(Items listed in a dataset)
[Start of section]
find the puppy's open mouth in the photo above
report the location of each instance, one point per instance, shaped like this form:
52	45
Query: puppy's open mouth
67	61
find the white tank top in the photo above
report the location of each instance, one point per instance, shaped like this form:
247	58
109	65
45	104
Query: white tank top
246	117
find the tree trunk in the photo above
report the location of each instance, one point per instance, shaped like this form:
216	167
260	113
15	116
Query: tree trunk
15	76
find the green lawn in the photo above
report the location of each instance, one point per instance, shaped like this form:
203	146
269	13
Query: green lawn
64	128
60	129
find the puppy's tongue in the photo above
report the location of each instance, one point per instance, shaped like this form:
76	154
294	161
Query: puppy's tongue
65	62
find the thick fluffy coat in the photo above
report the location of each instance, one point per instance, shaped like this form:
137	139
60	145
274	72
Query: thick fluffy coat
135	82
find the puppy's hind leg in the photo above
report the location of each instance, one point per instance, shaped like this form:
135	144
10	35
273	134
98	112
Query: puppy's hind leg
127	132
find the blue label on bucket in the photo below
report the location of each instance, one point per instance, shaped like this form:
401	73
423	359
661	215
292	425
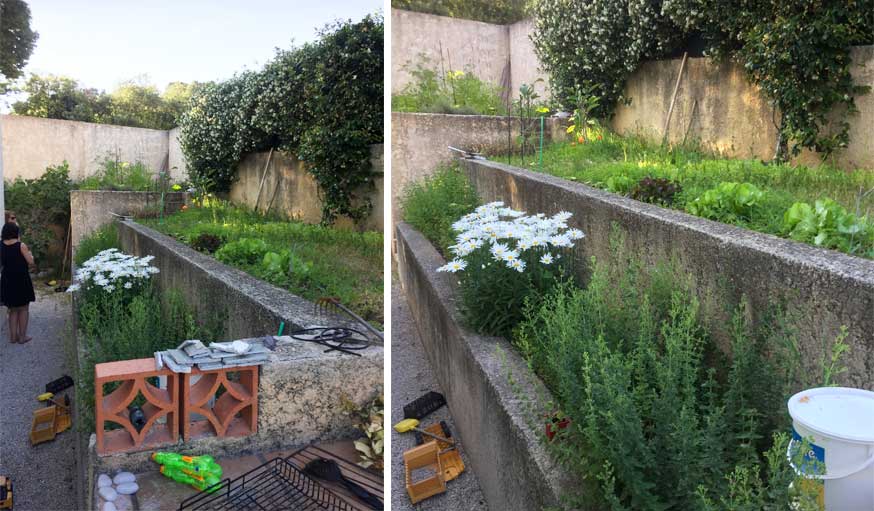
[End of section]
● **Task goal**
Print all the records exactly, minus any images.

● **Response for this exercise**
find the puppy's open mouth in the photo above
report the location of each instance, one point per instance, shaped like this form:
52	45
Query: puppy's open mouth
67	61
find the white tank top in the photo above
report the location of each instance, one point per instance, shaped like this form:
247	58
109	65
45	104
Query: white tank top
246	117
find the tree trunk in the photo above
report the location of each instance, one point per instance, shaped like this form:
216	167
260	113
15	116
Query: tree trunk
15	76
find the green lawn in the photo above
report the location of each instance, one point per instance, shaped like this form:
203	146
269	13
Query: green lawn
64	128
60	129
find the puppy's tongue in the photo above
report the location of each instance, one point per instance, shaped like this form:
76	154
294	161
Query: puppy's tongue
65	62
find the thick fluffy coat in the photo above
report the location of each instance, one point per instance, shaped like this form:
137	139
60	145
274	72
Query: thick fluffy coat
135	82
find the puppy's hind leg in the photo above
report the location of each instance, one point per instance, shaped like this form:
135	144
10	35
273	134
98	112
Query: puppy's hind leg
127	132
find the blue label on bucket in the photo below
report the location of each instance, one point per instance, shaped like this form:
401	73
423	359
661	215
292	425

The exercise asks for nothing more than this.